[Supplied text]

Soil is primarily identified based on its texture. Soil texture identifies the ratios of sand, silt and clay contained in a soil mixture. By understanding information on the different types of soil, a gardener can learn to identify problems with soil and improve it using soil additives. Scientists use particle size to describe types of soil through the different components that make up soil textures.
The largest particles in a soil texture, sand particles range from 1/20 mm to 2 mm in diameter. Sizes of sand break down into subcategories including--from smallest to largest--very fine, fine, medium, coarse and very coarse. In a soil mixture, sand particles provide good drainage but do not hold nutrients well. When rubbing sand, it feels rough, chunky and grainy between the fingers.
Clay particles are the smallest particles measured in soil texture. These particles encompass anything less than 1/500 mm. When it is wet, clay feels sticky, almost like paste. When dry, clay is silky, like a powder. In a soil mixture, clay drains slowly, creating a wet environment, but it holds soil nutrients well.
Silt are the medium-size particles--smaller than sand but larger than clay--that make up a soil texture. These particles range between 1/500 mm and 1/20 mm in size. When rubbing dry silt, it feels smooth, but unlike clay, it does not feel sticky when wet. Silt stays wetter and holds nutrients better than sand, but it drains more quickly than clay.
Loam, often considered to be the ideal soil texture for the average plant, is actually an even mixture of sand, silt and clay. The water and nutrient holding properties of the small clay particles mix with the draining and aerating properties of the larger silt and sand to produce a healthy soil environment.
Soil types are broken down into several types and subtypes based on the dominant soil component in the texture. Major soil types include sandy soil, loam soil and silty soil. Subtypes of soil indicate which component is the second most dominant. Soil subtypes are many but include types like sandy loam soil, loamy clay soil and silty sand soil.
Though many experienced gardeners can roughly identify soil texture by feel, the only way to get a completely accurate assessment of soil texture is to have the soil tested. Testing soil can identify many properties of the soil, including information on the types of soil in the testing area, plus texture, nutrient and water retention, and chemical, organic and biological components found in the soil. Soil testing for the public is usually done at agricultural facilities at colleges and universities.

[/Supplied text]
[Record set]

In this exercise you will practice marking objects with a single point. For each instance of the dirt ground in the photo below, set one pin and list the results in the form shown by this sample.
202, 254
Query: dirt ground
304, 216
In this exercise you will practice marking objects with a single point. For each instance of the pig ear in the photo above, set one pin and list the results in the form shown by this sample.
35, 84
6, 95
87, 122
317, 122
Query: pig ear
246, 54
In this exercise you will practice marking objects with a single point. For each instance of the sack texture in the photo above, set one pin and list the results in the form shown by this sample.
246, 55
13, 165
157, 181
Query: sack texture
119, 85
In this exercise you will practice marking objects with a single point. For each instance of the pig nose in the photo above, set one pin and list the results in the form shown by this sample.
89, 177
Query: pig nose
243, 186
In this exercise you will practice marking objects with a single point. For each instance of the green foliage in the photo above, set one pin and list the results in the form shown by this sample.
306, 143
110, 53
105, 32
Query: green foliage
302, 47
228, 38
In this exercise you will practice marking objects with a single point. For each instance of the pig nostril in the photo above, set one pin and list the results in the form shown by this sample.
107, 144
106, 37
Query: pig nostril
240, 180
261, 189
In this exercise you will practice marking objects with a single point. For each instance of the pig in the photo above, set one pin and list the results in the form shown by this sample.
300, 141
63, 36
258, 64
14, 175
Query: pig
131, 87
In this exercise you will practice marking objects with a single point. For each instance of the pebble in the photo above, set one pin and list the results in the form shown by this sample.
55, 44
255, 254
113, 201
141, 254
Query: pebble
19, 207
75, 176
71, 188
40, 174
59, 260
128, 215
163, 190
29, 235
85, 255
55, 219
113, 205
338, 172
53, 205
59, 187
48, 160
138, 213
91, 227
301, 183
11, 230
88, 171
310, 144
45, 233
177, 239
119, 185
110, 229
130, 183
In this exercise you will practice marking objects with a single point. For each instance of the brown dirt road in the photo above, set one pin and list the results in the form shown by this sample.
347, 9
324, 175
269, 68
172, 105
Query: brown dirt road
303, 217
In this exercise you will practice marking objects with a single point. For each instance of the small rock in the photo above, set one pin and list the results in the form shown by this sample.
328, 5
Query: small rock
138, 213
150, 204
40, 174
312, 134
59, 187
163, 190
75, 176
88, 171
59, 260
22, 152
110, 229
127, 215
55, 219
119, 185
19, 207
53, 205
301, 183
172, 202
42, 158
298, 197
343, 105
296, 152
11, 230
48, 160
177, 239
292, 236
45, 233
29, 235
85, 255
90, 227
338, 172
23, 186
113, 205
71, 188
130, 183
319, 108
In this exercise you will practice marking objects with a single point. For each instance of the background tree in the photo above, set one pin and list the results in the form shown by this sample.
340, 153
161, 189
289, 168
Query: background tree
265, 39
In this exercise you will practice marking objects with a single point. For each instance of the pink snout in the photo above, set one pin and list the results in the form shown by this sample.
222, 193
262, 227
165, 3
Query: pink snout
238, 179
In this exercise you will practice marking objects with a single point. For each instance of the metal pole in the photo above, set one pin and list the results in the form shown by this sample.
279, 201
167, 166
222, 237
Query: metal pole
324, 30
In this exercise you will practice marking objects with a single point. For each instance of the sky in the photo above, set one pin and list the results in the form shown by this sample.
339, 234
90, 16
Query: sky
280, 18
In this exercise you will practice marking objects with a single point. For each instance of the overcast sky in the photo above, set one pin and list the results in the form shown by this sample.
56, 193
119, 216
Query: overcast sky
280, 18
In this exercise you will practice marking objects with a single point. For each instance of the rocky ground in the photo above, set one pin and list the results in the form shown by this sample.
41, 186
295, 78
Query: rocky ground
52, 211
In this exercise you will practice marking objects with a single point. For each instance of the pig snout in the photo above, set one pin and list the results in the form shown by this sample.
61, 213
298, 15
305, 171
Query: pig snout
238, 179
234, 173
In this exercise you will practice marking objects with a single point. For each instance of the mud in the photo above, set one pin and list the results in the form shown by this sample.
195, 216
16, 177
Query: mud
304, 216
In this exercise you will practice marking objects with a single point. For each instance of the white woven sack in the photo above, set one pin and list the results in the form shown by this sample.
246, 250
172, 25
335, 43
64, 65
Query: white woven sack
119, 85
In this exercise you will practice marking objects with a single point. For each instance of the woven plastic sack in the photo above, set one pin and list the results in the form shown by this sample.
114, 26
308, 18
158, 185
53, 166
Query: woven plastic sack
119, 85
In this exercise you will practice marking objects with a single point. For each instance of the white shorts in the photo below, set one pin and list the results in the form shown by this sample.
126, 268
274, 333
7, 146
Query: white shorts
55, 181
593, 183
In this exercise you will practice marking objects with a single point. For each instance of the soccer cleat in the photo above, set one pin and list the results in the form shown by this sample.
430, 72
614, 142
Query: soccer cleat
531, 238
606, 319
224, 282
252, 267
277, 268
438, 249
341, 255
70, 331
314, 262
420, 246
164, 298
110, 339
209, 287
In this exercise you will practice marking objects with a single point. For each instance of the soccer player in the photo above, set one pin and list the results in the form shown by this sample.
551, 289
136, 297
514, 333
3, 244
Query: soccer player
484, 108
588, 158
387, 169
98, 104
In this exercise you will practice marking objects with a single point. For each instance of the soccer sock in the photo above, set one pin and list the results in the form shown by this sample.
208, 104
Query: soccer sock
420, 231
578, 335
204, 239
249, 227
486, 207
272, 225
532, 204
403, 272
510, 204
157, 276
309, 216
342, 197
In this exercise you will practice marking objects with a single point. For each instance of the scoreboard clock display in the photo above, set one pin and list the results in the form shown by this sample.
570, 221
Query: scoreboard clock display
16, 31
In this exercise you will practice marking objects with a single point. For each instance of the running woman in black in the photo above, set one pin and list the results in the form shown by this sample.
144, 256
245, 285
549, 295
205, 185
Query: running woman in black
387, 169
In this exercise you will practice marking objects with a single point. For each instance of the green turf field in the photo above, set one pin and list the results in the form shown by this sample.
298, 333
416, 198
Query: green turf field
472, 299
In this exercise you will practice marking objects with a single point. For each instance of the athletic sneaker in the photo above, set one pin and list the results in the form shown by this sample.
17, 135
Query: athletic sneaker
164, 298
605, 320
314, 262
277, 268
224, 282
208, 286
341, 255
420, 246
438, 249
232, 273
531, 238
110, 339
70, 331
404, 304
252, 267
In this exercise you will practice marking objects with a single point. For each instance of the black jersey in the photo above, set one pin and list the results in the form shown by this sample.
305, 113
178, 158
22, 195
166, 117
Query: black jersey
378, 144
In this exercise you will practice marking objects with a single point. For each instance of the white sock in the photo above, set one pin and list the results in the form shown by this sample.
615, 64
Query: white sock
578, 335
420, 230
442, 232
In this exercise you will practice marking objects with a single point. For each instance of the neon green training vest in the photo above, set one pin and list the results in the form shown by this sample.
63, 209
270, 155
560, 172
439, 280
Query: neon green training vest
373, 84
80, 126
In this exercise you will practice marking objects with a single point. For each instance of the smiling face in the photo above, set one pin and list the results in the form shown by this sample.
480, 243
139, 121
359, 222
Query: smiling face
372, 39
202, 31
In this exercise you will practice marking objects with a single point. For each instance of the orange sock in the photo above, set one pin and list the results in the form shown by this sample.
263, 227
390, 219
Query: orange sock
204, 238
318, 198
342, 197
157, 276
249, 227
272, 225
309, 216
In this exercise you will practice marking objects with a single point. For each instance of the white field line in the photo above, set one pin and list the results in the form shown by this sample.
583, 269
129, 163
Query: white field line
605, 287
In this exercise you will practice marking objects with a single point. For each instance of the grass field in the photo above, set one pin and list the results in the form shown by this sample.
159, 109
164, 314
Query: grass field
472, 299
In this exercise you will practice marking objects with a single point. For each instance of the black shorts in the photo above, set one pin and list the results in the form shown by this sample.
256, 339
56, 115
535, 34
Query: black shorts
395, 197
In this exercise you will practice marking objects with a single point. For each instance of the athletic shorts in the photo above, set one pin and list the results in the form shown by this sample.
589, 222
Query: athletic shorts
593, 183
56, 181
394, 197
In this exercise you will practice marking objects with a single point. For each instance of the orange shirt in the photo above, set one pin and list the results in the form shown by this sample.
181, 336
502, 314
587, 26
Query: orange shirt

[/Record set]

Exercise tasks:
**a)** From the soil texture passage, list the subcategories of sand size in order from smallest to largest.
**b)** Copy word for word the section of the soil texture passage starting at "Silt are the" and ending at "healthy soil environment.".
None of the items is needed here.

Solution set:
**a)** very fine, fine, medium, coarse, very coarse

**b)**
Silt are the medium-size particles--smaller than sand but larger than clay--that make up a soil texture. These particles range between 1/500 mm and 1/20 mm in size. When rubbing dry silt, it feels smooth, but unlike clay, it does not feel sticky when wet. Silt stays wetter and holds nutrients better than sand, but it drains more quickly than clay.
Loam, often considered to be the ideal soil texture for the average plant, is actually an even mixture of sand, silt and clay. The water and nutrient holding properties of the small clay particles mix with the draining and aerating properties of the larger silt and sand to produce a healthy soil environment.